§ Selected text
......
Although Gretchen Rubin, her book The Happiness Project and her blog have been on my radar for years I’ve never read her stuff properly before. I’m not sure who started blogging first, Gretchen (check out her blog here) or me (I’ve been blogging since 2008 and launched Get In the Hot Spot in 2009), but I do know envy stopped me from reading The Happiness Project.
Comparing yourself to other people is always a recipe for unhappiness but it’s one of my worst habits. Although I didn’t know much about Gretchen it seemed to me that our blogging topics were similar or related but her blog became wildly successful compared to mine partly because she was so well-connected within US blogging circles.
Then it seemed as if her book was an instant bestseller too while I was floundering around changing blog topics, starting new blogs, starting new businesses and generally struggling to find my way.
So I childishly didn’t read The Happiness Project which came out in 2009 until last month even though I’m a sucker for self-help books.
Then a friend in my writer’s group suggested I read it to see how the book weaves personal story and scientific data because she thought it would help me write the 52 Exercises Quest book. So I finally read it and of course I loved it.
Here are my notes and takeaways. I hope it inspires you to read The Happiness Project or any one of Gretchen’s other books. I’m keen to read her follow up book Happier at Home next.
The Happiness Project: Notes and Takeaways
This is such a great book and I’m sure you can learn as much about me from the notes I took as you can about your self from reading it.
1. Take a moment to evaluate how happy you are
You can take the Authentic Happiness Project Questionnaire to see how happy you are now here. Gretchen was already happy before she started her happiness project but she wanted to be happier.
2. Your relationships with women are more important than those with men
Because women and men have wildly different ideas about what intimacy is.
“Although men and women agree that sharing activities and self-disclosure are important, women’s idea of an intimate moment is a face-to-face conversation, while men feel close when they work or play sitting alongside someone.”
“Perhaps because men have this low standard for what qualifies for intimacy, both men and women find relationships with women to be more intimate and enjoyable than those with men.”
......
§ Check your understanding
1. In the blog post about The Happiness Project, which of Gretchen Rubin's books does the writer want to read next?
2. Carry on the blog post about The Happiness Project from the point where it stops.
The records that come next were taken from a different source than the blog post about The Happiness Project.

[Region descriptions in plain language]
......
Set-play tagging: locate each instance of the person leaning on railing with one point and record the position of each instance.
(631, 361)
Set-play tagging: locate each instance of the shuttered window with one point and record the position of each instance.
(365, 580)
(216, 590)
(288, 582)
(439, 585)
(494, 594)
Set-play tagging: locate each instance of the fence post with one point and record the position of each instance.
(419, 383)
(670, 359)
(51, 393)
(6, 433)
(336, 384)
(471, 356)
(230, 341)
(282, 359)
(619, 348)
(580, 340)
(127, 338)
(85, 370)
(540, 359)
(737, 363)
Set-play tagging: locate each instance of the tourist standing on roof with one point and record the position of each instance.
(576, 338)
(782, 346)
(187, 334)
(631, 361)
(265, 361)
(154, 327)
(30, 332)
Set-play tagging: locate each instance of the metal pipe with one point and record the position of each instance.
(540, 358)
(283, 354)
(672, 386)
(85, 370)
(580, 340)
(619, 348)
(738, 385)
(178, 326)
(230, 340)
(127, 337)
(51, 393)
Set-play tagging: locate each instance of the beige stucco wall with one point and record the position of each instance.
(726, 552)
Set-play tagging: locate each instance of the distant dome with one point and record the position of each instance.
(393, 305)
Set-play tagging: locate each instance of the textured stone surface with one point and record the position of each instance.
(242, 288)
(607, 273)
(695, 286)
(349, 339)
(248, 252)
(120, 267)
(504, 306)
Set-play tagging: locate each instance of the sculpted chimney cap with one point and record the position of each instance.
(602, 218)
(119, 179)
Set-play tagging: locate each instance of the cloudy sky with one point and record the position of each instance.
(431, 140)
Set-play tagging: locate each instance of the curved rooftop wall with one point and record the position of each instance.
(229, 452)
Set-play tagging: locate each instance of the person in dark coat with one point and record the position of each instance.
......
§ Answers by task
1. Happier at Home.

2.
3. Challenge and growth are the keys to happiness
I knew this instinctively which is no doubt why I’m constantly setting myself new challenges but it was great to see it’s normal to want growth and to adapt to present circumstances and want more.
“This “hedonic treadmill,” as it’s called, makes it easy to grow accustomed to some of the things that make you “feel good,” such as a new car, a new title or air-conditioning, so that the good feeling wears off. An atmosphere of growth offsets that… Growth is important in a spiritual sense and I do think that material growth is gratifying as well.”
“To be happy, I need to think about feeling good, feeling bad, and feeling right in an atmosphere of growth.”
“Challenge and novelty are key elements to happiness. The brain is stimulated by surprise, and successfully dealing with an unexpected situation gives a powerful sense of satisfaction. If you do new things – visit a museum for the first time, learn a new game, travel to a new place, meet new people – you’re more apt to feel happy than people who stick to familiar activities.”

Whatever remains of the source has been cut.